┌──

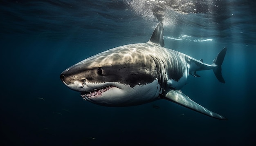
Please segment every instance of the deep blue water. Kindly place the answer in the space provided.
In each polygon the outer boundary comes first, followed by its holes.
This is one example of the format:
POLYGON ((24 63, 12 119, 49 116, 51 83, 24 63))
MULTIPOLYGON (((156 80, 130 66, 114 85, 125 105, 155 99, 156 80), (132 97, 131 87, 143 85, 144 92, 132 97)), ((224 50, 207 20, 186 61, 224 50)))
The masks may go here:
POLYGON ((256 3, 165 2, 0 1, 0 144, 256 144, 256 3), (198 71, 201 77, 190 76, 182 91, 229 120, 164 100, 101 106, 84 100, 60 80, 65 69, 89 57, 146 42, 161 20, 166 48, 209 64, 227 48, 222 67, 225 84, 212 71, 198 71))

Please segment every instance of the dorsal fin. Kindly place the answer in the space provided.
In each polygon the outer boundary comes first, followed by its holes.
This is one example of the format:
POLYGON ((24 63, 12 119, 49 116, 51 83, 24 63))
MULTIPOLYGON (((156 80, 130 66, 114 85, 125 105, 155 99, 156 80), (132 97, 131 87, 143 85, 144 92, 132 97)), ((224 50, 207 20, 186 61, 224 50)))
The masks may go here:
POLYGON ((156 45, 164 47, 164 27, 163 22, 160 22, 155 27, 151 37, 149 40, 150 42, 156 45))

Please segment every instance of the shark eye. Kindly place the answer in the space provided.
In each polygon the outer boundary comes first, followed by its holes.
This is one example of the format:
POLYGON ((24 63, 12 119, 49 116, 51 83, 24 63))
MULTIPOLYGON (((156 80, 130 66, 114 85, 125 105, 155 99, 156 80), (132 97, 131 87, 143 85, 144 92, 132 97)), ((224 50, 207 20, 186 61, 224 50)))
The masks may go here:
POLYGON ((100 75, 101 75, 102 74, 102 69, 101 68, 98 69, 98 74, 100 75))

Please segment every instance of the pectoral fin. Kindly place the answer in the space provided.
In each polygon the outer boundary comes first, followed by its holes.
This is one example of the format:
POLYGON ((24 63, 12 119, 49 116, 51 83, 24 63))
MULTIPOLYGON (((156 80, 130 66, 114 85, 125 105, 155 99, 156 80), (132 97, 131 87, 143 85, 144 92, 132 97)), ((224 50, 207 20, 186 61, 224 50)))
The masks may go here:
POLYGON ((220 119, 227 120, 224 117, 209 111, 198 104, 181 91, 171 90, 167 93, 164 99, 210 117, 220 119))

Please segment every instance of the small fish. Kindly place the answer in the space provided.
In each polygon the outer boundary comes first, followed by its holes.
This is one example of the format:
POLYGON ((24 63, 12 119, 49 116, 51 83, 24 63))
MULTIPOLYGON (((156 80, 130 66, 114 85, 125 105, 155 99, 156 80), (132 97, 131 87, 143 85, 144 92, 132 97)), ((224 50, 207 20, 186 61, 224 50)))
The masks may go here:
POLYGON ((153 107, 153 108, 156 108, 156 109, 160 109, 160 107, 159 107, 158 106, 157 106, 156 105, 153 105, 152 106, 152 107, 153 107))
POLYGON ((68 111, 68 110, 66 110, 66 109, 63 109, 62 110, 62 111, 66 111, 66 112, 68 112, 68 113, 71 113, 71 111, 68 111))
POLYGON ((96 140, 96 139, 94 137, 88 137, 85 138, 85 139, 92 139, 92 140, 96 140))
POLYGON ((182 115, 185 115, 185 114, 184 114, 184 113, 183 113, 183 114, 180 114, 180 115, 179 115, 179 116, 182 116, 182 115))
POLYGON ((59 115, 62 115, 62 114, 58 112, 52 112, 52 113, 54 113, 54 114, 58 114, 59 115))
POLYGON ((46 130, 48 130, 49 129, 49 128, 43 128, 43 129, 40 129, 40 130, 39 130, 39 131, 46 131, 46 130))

└──

▶ [WORK REQUIRED]:
Rewrite the lines of all the rows above, swapping "segment" for "outline" wherever it occurs and keeping everything else the same. Leave the pictures out.

▶ [FULL ANSWER]:
Please outline every instance of the deep blue water. Kindly place the answer in the space provided.
In each polygon the outer boundary comes first, followed by its holes.
This is one example of the format:
POLYGON ((24 63, 12 119, 49 116, 51 83, 24 63))
MULTIPOLYGON (((156 80, 130 66, 114 85, 125 105, 155 99, 156 80), (132 97, 131 87, 143 85, 144 92, 132 97)), ((224 50, 207 20, 186 61, 224 50)))
The masks may go here:
POLYGON ((256 3, 165 2, 0 1, 0 144, 256 144, 256 3), (198 71, 201 77, 190 76, 182 91, 229 120, 164 100, 101 106, 84 100, 60 80, 65 69, 89 57, 146 42, 161 20, 166 48, 209 64, 227 48, 222 67, 225 84, 212 71, 198 71))

Please outline every instance of the dorsal fin. Kindly place the answer in the space provided.
In each polygon the outer boundary comes first, followed by its holes.
This is one example of the format:
POLYGON ((24 63, 12 119, 49 116, 51 83, 24 63))
MULTIPOLYGON (((156 80, 130 66, 114 85, 125 105, 155 99, 156 80), (132 97, 131 87, 143 85, 144 92, 132 97)), ((224 50, 207 20, 186 61, 224 50)))
The masks may go here:
POLYGON ((156 45, 164 47, 164 27, 163 22, 160 22, 155 27, 151 37, 149 40, 150 42, 156 45))

Please outline every instance of the shark eye. Kindly place the answer in the space provided.
In each polygon the outer boundary comes first, followed by its holes.
This is one example of the format:
POLYGON ((24 63, 12 119, 49 116, 51 83, 24 63))
MULTIPOLYGON (((156 80, 130 66, 114 85, 125 105, 155 99, 156 80), (132 97, 131 87, 143 85, 144 92, 132 97)), ((224 50, 207 20, 186 61, 224 50)))
The masks may go here:
POLYGON ((100 75, 101 75, 102 74, 102 69, 101 68, 98 69, 98 74, 100 75))

Please outline every instance of the pectoral fin. Kindly place the answer in the space provided.
In each polygon the outer boundary comes first, followed by its holes.
This is one example of the format:
POLYGON ((24 63, 12 119, 49 116, 51 83, 24 63))
MULTIPOLYGON (((156 80, 130 66, 114 85, 125 105, 155 99, 156 80), (132 97, 131 87, 143 85, 144 92, 132 97)), ((224 50, 207 20, 186 61, 224 50)))
The masks may go here:
POLYGON ((220 119, 227 120, 224 117, 209 111, 198 104, 181 91, 171 90, 167 93, 164 99, 210 117, 220 119))

Please outline every instance of the small fish. Kindly place the answer in the space provided.
In each polygon the outer boundary comes first, followed by its holes.
This is one example of the format:
POLYGON ((24 63, 12 119, 49 116, 51 83, 24 63))
MULTIPOLYGON (((156 80, 130 66, 114 85, 125 105, 155 99, 156 80), (132 97, 131 87, 143 85, 144 92, 132 97)), ((224 50, 207 20, 186 61, 224 50)))
The masks may go here:
POLYGON ((153 107, 153 108, 156 108, 156 109, 160 109, 160 107, 159 107, 158 106, 157 106, 156 105, 153 105, 152 106, 152 107, 153 107))
POLYGON ((68 111, 68 110, 66 110, 66 109, 63 109, 62 110, 62 111, 66 111, 66 112, 68 112, 68 113, 71 113, 71 111, 68 111))
POLYGON ((96 140, 96 139, 94 137, 88 137, 85 138, 85 139, 92 139, 92 140, 96 140))
POLYGON ((182 115, 185 115, 185 114, 184 114, 184 113, 183 113, 183 114, 180 114, 180 115, 179 115, 179 116, 182 116, 182 115))
POLYGON ((59 115, 62 115, 62 114, 58 112, 52 112, 52 113, 54 113, 54 114, 58 114, 59 115))
POLYGON ((46 130, 48 130, 49 129, 49 128, 43 128, 43 129, 40 129, 40 130, 39 130, 39 131, 46 131, 46 130))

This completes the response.